▶ _What you have to do_:
Among the lines below, a stretch begins at the one with "Q: Provide one point on every instance of the orange sweet" and ends at the one with "Q: Provide one point on every instance of the parsley". Repeat that stretch exactly, ends included.

[Records from a data source]
▬▬▬▬▬▬▬▬▬▬
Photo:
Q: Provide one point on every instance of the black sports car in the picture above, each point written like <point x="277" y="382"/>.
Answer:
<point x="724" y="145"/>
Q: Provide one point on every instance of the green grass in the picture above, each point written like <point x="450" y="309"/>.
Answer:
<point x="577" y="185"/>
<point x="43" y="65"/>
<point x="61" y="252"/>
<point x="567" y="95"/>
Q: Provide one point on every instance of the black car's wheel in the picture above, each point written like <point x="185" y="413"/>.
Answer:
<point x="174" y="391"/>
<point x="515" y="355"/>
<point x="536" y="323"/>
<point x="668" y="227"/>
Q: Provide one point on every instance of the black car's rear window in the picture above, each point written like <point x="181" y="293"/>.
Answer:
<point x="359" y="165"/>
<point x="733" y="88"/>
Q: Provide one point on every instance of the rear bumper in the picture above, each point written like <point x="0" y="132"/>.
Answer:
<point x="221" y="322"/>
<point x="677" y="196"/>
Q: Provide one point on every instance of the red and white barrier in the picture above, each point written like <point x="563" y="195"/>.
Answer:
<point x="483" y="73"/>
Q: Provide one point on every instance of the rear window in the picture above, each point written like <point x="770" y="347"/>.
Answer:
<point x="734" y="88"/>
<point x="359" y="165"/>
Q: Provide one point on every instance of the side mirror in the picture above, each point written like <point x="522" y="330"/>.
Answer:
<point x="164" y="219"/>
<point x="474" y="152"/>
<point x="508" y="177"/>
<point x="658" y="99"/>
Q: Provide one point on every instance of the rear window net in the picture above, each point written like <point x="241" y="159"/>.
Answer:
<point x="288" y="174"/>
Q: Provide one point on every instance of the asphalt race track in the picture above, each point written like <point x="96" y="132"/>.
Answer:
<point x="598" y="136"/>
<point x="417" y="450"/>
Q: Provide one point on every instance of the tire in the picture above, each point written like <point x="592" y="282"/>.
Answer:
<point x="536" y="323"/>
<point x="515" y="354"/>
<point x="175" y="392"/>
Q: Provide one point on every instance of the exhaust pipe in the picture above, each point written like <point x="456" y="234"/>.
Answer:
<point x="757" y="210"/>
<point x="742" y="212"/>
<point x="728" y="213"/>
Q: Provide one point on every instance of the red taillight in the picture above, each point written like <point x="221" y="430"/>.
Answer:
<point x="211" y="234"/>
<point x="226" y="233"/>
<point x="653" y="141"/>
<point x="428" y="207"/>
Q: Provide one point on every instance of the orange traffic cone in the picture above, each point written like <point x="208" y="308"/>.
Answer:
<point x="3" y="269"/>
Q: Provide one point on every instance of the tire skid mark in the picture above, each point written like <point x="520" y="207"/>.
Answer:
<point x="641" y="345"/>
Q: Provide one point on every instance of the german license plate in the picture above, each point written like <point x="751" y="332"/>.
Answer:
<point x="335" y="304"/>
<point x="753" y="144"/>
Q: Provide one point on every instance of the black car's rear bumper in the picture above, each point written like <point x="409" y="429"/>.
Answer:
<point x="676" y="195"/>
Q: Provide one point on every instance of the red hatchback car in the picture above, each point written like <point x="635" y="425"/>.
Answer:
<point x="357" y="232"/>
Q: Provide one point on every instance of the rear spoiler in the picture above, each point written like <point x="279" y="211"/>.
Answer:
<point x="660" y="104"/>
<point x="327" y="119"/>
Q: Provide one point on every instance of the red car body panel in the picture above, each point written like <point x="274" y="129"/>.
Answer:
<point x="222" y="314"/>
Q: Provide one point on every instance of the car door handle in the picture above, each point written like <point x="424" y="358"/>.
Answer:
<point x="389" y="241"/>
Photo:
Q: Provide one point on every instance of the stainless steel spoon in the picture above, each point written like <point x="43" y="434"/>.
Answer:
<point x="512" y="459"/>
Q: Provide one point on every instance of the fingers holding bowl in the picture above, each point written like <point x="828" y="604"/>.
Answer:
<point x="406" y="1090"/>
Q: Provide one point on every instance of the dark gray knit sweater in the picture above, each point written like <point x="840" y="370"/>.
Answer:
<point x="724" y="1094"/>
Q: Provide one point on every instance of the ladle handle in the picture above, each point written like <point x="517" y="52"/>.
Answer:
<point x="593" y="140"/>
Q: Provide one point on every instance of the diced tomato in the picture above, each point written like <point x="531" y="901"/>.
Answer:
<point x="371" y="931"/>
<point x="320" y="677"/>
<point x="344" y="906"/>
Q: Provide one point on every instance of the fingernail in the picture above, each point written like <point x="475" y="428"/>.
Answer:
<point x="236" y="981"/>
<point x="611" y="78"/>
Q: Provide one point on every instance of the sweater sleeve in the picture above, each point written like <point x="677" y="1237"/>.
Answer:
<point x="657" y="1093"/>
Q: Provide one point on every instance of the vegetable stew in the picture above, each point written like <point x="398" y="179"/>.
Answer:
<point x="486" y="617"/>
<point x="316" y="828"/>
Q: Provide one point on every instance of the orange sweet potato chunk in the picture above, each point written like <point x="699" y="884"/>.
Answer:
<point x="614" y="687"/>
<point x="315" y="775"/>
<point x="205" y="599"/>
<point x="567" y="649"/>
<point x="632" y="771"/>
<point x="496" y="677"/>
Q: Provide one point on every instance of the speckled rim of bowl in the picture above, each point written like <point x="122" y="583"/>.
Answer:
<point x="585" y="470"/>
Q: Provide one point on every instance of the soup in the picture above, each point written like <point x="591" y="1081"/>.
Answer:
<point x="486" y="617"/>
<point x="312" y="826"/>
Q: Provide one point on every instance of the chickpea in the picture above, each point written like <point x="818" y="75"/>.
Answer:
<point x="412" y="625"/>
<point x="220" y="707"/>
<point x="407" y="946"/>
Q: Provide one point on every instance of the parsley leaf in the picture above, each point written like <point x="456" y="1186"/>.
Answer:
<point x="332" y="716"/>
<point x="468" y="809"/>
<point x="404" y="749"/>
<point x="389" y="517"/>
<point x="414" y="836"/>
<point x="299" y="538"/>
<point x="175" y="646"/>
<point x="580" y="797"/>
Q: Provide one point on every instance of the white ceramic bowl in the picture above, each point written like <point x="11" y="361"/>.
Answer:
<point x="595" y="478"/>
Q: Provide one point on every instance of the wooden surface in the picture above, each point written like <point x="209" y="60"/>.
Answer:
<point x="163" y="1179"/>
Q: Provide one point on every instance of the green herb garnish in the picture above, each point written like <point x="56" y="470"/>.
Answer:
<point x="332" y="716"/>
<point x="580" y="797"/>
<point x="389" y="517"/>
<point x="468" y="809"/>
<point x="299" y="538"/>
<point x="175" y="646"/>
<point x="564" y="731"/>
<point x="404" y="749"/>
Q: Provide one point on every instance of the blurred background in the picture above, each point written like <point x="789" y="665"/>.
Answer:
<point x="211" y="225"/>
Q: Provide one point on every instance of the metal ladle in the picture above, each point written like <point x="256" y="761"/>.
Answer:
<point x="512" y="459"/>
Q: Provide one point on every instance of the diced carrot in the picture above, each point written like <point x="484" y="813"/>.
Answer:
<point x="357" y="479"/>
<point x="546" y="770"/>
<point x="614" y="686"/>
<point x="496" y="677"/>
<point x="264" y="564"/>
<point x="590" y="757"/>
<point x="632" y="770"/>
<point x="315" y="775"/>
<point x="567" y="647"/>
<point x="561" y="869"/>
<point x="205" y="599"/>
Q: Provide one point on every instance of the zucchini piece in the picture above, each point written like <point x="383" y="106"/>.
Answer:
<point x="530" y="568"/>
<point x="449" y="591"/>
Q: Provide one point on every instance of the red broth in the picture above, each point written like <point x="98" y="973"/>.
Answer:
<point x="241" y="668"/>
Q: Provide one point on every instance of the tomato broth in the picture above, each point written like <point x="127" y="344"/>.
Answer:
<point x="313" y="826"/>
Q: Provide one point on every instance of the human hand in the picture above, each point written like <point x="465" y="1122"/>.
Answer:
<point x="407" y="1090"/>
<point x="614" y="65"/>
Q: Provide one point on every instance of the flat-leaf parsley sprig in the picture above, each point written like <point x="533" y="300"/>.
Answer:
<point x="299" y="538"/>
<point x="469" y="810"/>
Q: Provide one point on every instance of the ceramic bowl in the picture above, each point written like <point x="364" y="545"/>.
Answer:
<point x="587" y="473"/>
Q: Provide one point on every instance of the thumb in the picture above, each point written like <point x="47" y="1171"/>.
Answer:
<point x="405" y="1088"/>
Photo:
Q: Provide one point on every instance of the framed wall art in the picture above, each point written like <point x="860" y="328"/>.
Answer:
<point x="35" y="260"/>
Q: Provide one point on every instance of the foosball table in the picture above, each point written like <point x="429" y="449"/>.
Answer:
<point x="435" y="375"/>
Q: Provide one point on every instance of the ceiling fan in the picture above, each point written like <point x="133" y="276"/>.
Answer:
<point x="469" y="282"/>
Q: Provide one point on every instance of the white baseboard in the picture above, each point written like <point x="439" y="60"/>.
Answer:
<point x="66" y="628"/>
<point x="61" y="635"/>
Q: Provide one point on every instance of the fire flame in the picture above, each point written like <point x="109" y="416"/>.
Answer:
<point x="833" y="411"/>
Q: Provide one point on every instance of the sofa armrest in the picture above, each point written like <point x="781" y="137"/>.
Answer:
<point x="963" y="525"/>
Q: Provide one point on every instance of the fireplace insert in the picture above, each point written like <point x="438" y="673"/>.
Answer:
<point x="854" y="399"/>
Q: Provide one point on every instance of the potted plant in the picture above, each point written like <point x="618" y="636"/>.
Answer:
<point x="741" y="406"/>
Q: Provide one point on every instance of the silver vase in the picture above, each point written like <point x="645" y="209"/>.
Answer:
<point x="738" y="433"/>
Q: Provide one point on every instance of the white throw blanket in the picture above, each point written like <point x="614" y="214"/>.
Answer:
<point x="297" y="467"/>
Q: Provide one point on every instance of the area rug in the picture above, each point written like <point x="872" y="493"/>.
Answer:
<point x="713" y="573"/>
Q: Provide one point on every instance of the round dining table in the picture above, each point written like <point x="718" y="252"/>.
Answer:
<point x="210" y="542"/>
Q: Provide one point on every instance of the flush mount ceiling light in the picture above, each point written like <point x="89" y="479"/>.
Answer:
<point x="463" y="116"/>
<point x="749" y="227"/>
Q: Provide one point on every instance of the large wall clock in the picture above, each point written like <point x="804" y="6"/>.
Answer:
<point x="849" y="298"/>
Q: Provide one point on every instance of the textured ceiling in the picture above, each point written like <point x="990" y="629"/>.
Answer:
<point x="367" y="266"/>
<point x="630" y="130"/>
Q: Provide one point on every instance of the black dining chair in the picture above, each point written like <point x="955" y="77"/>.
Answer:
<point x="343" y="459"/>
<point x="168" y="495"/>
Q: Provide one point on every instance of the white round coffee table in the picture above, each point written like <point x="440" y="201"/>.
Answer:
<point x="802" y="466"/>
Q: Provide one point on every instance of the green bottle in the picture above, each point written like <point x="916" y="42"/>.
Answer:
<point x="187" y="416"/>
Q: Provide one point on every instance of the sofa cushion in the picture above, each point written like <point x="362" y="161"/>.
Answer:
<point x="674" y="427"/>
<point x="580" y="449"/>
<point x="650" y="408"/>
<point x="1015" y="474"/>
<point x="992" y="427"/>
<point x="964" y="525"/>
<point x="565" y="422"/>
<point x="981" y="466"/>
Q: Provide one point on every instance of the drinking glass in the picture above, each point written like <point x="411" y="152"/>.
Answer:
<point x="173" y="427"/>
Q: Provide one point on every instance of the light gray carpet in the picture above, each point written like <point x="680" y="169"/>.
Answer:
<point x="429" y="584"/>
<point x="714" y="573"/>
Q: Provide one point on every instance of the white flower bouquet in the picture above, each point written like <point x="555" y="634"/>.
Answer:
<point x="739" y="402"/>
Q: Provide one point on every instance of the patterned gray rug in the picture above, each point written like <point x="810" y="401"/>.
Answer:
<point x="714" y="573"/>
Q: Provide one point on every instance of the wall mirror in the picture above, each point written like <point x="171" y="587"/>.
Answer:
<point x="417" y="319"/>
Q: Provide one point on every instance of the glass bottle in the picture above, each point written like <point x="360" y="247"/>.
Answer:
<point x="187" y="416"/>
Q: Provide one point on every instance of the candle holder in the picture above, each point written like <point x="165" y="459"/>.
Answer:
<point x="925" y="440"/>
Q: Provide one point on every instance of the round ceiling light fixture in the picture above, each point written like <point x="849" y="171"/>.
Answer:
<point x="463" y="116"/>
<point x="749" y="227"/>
▬▬▬▬▬▬▬▬▬▬
▶ _Task response_:
Q: Provide one point on every instance of the orange sweet potato chunk in the picture above, each point written like <point x="699" y="884"/>.
Answer:
<point x="614" y="687"/>
<point x="315" y="775"/>
<point x="205" y="599"/>
<point x="567" y="649"/>
<point x="632" y="771"/>
<point x="496" y="677"/>
Q: Provide one point on every instance of the speckled rim of bowl in the picture above, each point written like <point x="122" y="583"/>.
Answer:
<point x="585" y="470"/>
Q: Provide one point on every instance of the soup in the picture above, each point written like <point x="591" y="1081"/>.
Answer:
<point x="486" y="617"/>
<point x="312" y="826"/>
Q: Provide one point on every instance of the chickpea in the picture above, each point written like <point x="818" y="75"/>.
Answer:
<point x="412" y="625"/>
<point x="220" y="707"/>
<point x="407" y="946"/>
Q: Provide one point on every instance of the parsley leaf in the picture above, each point written like <point x="456" y="1186"/>.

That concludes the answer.